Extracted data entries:
___
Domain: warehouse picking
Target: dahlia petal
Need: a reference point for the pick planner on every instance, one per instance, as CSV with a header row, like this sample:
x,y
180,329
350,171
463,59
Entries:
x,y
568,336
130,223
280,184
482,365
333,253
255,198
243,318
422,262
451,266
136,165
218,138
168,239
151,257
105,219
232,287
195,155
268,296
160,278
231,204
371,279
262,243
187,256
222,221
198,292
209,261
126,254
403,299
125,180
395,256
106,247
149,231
___
What is required: Format the lines above as a numbered list, leaving out any blank lines.

Exercise solution:
1. Domain: warehouse picking
2. Target: dahlia petal
3. Need: a reference point for the pick planner on every instance, one per instance, as CSV with a header row, like this sample:
4. x,y
5. 180,329
6. 350,171
7. 463,59
8. Entries:
9. x,y
10. 568,336
11. 130,223
12. 280,184
13. 482,365
14. 333,253
15. 255,198
16. 243,318
17. 422,262
18. 451,266
19. 136,165
20. 218,138
21. 168,239
22. 151,257
23. 105,219
24. 232,287
25. 195,155
26. 268,296
27. 160,278
28. 231,204
29. 371,279
30. 262,243
31. 187,256
32. 222,221
33. 198,292
34. 209,261
35. 126,254
36. 403,299
37. 125,180
38. 395,256
39. 106,247
40. 149,231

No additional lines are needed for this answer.